**FRAGMENTO DEL DOCUMENTO**:
= = = = =

“Si la inteligencia humana, con
su conducta enfermiza, no opusiera su orgullo a la evidencia de la verdad, sino
que fuera capaz de someter su dolencia a la sana doctrina, como a un tratamiento
médico, hasta recuperarse del todo mediante el auxilio de Dios, alcanzado por
una fe piadosa, no harían falta largos discursos para sacar de su error a
cualquier opinión equivocada: bastaría que quien está en la verdad la exponga
con palabras suficientemente claras.
Pero ahora estamos ante el
empeoramiento más negro de la enfermedad insensata de los espíritus. Se
empeñan en defender sus estúpidas ocurrencias como si fueran la razón y la
verdad personificadas, y esto incluso después de razonar todos los argumentos
que un hombre puede dar a otro hombre. No sé si es por una superlativa ceguera,
que no deja vislumbrar ni lo más claro, o por la más obstinada testarudez, que
les impide admitir lo que tienen delante. Lo cierto es que en la mayoría de los
casos se hace imprescindible alargar la exposición de temas ya claros de por
sí, como si hubiera que exponerlos no a quienes tienen ojos para verlos, sino
como para que los puedan tocar con las manos quienes andan a tientas, medio
ciegos.

= = = = =

**DATOS EXTRAÍDOS**:

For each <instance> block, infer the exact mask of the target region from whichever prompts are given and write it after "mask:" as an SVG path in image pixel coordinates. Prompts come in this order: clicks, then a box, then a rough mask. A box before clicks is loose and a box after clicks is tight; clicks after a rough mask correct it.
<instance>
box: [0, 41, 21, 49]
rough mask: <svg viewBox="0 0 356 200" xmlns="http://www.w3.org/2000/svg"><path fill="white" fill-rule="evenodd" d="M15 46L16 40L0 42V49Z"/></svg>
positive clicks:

= = = = =

**REQUISITOS DEL PROBLEMA**:
Sigue el fragmento sobre la terquedad de quienes no aceptan la verdad aunque la tengan delante, a partir de su última frase.

**PROBLEMA RESUELTO**:
Pero, ¿cuándo terminaríamos de
discutir, hasta cuándo estaríamos hablando, si nos creyéramos en la obligación
de dar nueva respuesta a quienes siempre nos responden? Los que no pueden
llegar a comprender lo que se discute o están en una postura mental tan
endurecida en la contradicción, que, aunque llegaran a comprender, no harían
caso, continuarían respondiendo, como está escrito: Discursean profiriendo
insolencias (Ps. 93:4) y son unos estúpidos infatigables. Realmente, si nos
propusiéramos refutar sus contradicciones tantas veces cuantas ellos con seso
testarudo se proponen no pensar lo que dicen, sólo atentos a contradecir de
algún modo nuestros argumentos, te darás cuenta de lo interminable, penoso y
sin fruto que esto sería.
Así que ni a ti, mi querido
Marcelino, ni a los otros a cuyo provecho va dirigido este mi trabajo, de una
manera espontánea por amor a Cristo, os quisiera como jueces de mis obras si
vais a ser de los que buscan siempre una respuesta cuando oyen alguna objeción
a lo que están leyendo. Serías semejantes a aquellas mujerzuelas de que hace
mención el Apóstol: que están siempre aprendiendo, pero son
incapaces de llegar a conocer la verdad (II Tim. 3:7)”.